* Required action
Transcribe each record precisely; images stay out.

--------

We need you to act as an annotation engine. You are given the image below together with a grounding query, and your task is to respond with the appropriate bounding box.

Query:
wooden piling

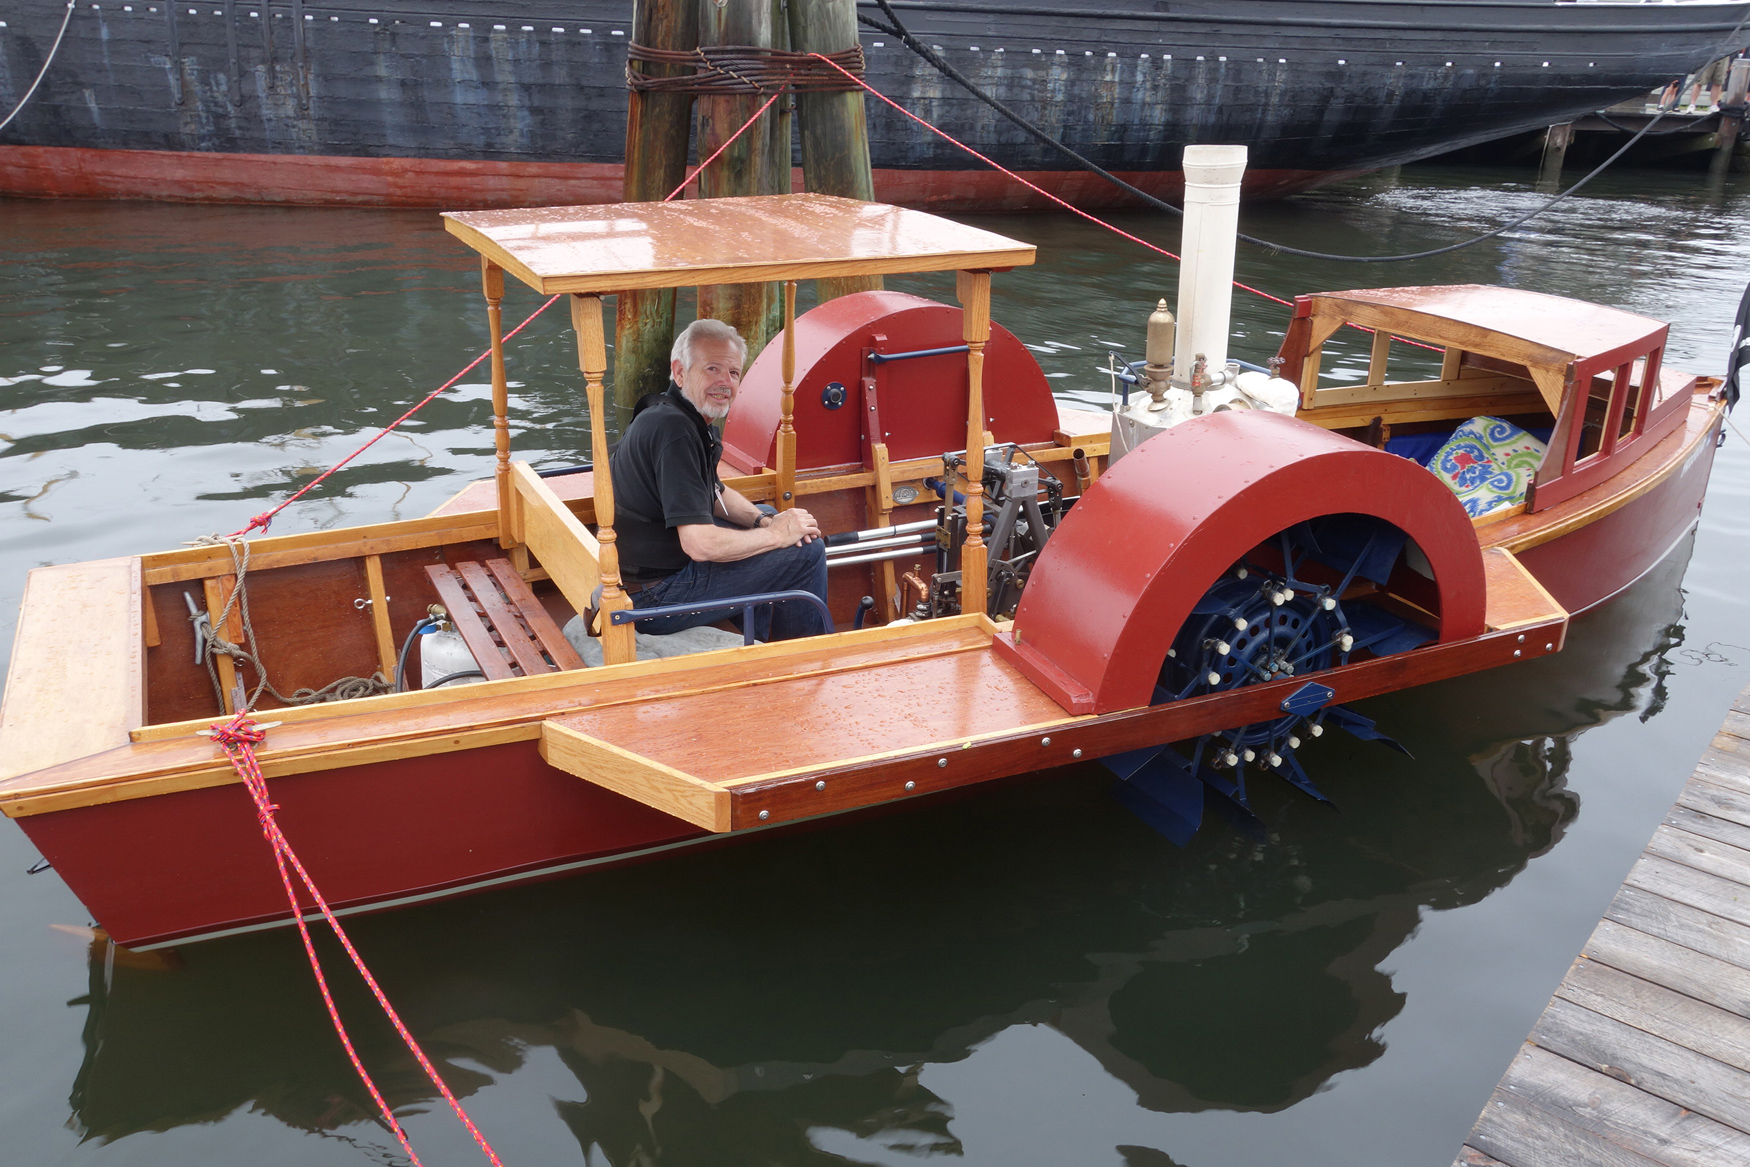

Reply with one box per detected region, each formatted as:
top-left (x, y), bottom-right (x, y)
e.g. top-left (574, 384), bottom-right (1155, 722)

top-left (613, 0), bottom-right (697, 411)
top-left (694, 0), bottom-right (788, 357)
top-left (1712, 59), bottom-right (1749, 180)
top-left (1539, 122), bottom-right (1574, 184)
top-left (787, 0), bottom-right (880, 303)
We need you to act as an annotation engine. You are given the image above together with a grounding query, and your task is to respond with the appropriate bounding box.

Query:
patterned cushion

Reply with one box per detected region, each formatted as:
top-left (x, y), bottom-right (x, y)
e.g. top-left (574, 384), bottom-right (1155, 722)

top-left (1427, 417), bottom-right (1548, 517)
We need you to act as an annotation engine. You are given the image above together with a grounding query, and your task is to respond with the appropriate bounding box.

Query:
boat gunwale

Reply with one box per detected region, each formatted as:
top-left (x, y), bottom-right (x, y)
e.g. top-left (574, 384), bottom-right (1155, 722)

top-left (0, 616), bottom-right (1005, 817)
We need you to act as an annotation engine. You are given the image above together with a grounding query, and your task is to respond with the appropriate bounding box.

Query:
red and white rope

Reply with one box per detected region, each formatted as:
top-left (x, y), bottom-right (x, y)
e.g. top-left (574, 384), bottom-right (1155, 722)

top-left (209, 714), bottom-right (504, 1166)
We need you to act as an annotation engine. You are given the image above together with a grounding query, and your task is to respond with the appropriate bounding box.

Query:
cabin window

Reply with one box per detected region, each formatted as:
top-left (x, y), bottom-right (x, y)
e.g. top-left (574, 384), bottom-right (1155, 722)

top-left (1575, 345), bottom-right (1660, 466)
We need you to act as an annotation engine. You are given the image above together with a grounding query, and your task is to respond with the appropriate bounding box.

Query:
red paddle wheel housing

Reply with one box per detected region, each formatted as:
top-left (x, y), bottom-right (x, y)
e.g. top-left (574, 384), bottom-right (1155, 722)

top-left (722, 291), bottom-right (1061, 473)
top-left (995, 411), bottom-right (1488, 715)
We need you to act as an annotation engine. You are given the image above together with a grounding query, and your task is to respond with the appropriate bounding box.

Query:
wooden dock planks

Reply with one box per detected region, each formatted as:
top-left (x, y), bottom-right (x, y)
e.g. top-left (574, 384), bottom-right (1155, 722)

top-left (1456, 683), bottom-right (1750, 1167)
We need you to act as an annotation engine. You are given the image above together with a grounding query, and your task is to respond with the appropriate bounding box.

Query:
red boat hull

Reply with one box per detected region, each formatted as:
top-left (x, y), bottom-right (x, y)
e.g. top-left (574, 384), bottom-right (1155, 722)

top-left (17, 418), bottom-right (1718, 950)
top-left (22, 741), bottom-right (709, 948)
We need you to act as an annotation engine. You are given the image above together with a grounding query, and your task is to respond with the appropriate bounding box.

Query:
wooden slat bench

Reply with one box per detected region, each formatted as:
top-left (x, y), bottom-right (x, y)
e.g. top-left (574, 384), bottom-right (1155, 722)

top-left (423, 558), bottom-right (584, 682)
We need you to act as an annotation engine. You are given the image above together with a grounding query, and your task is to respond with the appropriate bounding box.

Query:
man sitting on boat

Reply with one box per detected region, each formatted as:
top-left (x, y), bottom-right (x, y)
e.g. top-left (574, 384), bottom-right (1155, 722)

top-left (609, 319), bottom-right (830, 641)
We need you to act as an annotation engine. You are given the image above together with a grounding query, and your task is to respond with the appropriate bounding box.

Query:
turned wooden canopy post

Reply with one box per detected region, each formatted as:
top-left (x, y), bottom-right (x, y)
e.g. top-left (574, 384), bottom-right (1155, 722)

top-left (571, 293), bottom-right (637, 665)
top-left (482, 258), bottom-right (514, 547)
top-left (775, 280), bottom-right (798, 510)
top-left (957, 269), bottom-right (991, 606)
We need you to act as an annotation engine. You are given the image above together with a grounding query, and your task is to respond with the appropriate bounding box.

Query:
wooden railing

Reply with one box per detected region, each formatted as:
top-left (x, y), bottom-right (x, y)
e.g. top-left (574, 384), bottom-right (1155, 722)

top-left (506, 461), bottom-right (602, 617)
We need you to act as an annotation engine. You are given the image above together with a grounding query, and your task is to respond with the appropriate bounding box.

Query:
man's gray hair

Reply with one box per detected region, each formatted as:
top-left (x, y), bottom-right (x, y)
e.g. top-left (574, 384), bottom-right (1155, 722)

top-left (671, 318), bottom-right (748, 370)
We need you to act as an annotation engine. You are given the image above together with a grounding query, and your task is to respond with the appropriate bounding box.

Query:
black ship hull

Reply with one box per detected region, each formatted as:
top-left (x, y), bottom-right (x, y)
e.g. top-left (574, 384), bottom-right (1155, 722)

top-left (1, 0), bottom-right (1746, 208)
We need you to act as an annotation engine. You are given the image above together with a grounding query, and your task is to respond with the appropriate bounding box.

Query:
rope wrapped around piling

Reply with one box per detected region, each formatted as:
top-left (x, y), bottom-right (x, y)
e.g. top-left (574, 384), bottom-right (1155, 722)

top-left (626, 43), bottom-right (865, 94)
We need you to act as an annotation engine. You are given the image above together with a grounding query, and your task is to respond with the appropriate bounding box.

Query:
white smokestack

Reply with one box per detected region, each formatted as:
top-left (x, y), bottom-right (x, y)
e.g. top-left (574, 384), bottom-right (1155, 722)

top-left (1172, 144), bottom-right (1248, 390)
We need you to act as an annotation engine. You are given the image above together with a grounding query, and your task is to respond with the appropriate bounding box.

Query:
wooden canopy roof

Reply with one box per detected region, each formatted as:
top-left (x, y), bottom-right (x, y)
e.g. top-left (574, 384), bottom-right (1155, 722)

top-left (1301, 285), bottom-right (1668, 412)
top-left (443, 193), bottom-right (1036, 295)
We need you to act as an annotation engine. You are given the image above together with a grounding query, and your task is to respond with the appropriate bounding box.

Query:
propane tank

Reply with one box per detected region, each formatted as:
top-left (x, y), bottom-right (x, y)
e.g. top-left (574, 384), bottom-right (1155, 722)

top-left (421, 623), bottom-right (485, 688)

--------

* Written answer
We need you to act as an annotation engine. You are given the image below together with a grounding query, and your task is to respond with the appropriate bounding box.

Query:
wooden piling


Reply with one box per detected region, each formatted as:
top-left (x, y), bottom-right (x, y)
e.g. top-left (574, 384), bottom-right (1155, 722)

top-left (613, 0), bottom-right (697, 411)
top-left (694, 0), bottom-right (788, 357)
top-left (1712, 59), bottom-right (1749, 180)
top-left (1539, 122), bottom-right (1574, 184)
top-left (787, 0), bottom-right (880, 303)
We need you to act as an annotation engine. You are given the image above together with a grounding query, and your task is to respond with the appropriate bounding box.

Query:
patterned cushion

Reply with one box per detected region, each formatted as:
top-left (x, y), bottom-right (x, y)
e.g. top-left (574, 384), bottom-right (1155, 722)

top-left (1427, 417), bottom-right (1548, 517)
We need you to act as an annotation engine. You are given the image above together with a grounding query, and your task is to respond with the appropriate bounding box.

Query:
boat gunwale

Reply with one box per detected region, each formatted as:
top-left (x, y), bottom-right (x, y)
e.g. top-left (574, 384), bottom-right (1155, 722)

top-left (0, 616), bottom-right (1005, 817)
We need you to act as an annotation engine. You are given the image above together with a grounding query, and your task is to respond with the appropriate bounding box.

Query:
red and white rope

Reply with one box per detected region, each formatted as:
top-left (x, y), bottom-right (x, y)
e.g. top-left (574, 384), bottom-right (1155, 722)

top-left (209, 714), bottom-right (504, 1166)
We need you to act as an annotation engine. You are given the image above together with a grounding query, and your task is to respond with the appropriate bounding box.

Query:
cabin window

Reply with one box per detected region, each formatted as:
top-left (x, y), bottom-right (x, y)
e.g. top-left (574, 384), bottom-right (1155, 722)

top-left (1575, 345), bottom-right (1660, 466)
We need you to act as an annotation engine. You are given the image above together with a grounding query, and your task is to respond with the appropriate bounding box.

Query:
red paddle wheel housing

Reply with one box per detected region, each formatted as:
top-left (x, y), bottom-right (x, y)
e.g. top-left (574, 384), bottom-right (1155, 722)

top-left (722, 291), bottom-right (1061, 473)
top-left (995, 411), bottom-right (1488, 715)
We need you to act as an annotation engine. You are given the image above together with a grounding query, and your task is to respond with the appropriate bounding box.

Query:
wooden dock planks

Reply with one box per detected region, each formatted as:
top-left (x, y), bottom-right (x, y)
e.g. top-left (574, 384), bottom-right (1155, 722)

top-left (1456, 683), bottom-right (1750, 1167)
We need you to act as an annotation engine. You are given the image above together with a grounding query, and your task is to respond with the appropriate bounding box.

Query:
red boat hull

Reply with one box per detected region, each formatted as:
top-left (x, y), bottom-right (x, y)
e.g. top-left (574, 384), bottom-right (1155, 722)

top-left (17, 418), bottom-right (1718, 950)
top-left (22, 741), bottom-right (709, 948)
We need you to act as an annotation engine. You are given the image above together with a grounding query, and your task is to respond with the appropriate bounding box.

Query:
wooden slat bench

Reply with one box per detected region, each formatted as:
top-left (x, y), bottom-right (x, y)
e.g. top-left (574, 384), bottom-right (1155, 722)

top-left (423, 558), bottom-right (584, 682)
We need you to act as an annotation engine. You are given the image above together with a grounding query, and your task is to respond with the appropriate bounding box.

Query:
man sitting on boat

Reply with one box per detected region, each formatted as:
top-left (x, y), bottom-right (x, y)
e.g. top-left (574, 384), bottom-right (1155, 722)

top-left (609, 319), bottom-right (830, 641)
We need you to act as an annotation engine. You are given the image above together with a grounding query, and your task is to respond with the appropriate bounding box.

Query:
turned wooden canopy post

Reply with one box per detected region, each formatted as:
top-left (x, y), bottom-right (x, y)
e.g. top-left (574, 384), bottom-right (1155, 722)

top-left (571, 293), bottom-right (637, 665)
top-left (482, 258), bottom-right (514, 547)
top-left (775, 280), bottom-right (798, 510)
top-left (957, 269), bottom-right (991, 606)
We need you to act as an annotation engine. You are given the image above together with a grounding query, and your task is to respond with the appropriate bounding box.

Query:
wooden railing

Reply with one box per detected region, each formatted as:
top-left (x, y), bottom-right (x, y)
e.g. top-left (574, 384), bottom-right (1155, 722)

top-left (506, 461), bottom-right (602, 617)
We need you to act as an annotation engine. You are given the image above together with a grounding query, and your task is to respond with the appropriate bounding box.

Query:
man's gray hair

Reply with one box per detected region, each formatted as:
top-left (x, y), bottom-right (x, y)
e.g. top-left (574, 384), bottom-right (1155, 722)

top-left (671, 318), bottom-right (748, 370)
We need you to act as an annotation engine. You are given the image above together with a grounding query, and your task is to respond with the appropriate bounding box.

Query:
black ship hull

Reply with one box per detected region, each formatted as:
top-left (x, y), bottom-right (x, y)
e.g. top-left (574, 384), bottom-right (1155, 722)

top-left (1, 0), bottom-right (1746, 208)
We need you to act as an annotation engine. You are given the image above together with a grounding query, and your task is to respond with the appropriate bounding box.

Query:
rope wrapped around piling

Reply with one box per detected region, each formatted as:
top-left (x, y), bottom-right (x, y)
e.g. top-left (574, 384), bottom-right (1155, 722)

top-left (626, 43), bottom-right (865, 94)
We need you to act as an annotation engine. You are given the image above together with a grounding query, and your task is to respond with the appropriate bounding box.

Query:
white smokestack

Reply with one box per detected region, each formatted as:
top-left (x, y), bottom-right (x, y)
e.g. top-left (574, 384), bottom-right (1155, 722)

top-left (1172, 144), bottom-right (1248, 390)
We need you to act as an annotation engine. You are given the image above together with a grounding query, and your task is to respond with the appropriate bounding box.

Query:
wooden canopy roof

Reply with one box per detected region, each formatted as:
top-left (x, y), bottom-right (x, y)
e.g. top-left (574, 384), bottom-right (1155, 722)

top-left (1301, 285), bottom-right (1668, 412)
top-left (443, 193), bottom-right (1036, 295)
We need you to act as an annotation engine. You are given the image above together with a grounding query, and your task is to respond with the appropriate bounding box.

Query:
propane tank

Reply with one box per detected region, each formatted as:
top-left (x, y), bottom-right (x, y)
e.g. top-left (574, 384), bottom-right (1155, 722)

top-left (421, 623), bottom-right (485, 688)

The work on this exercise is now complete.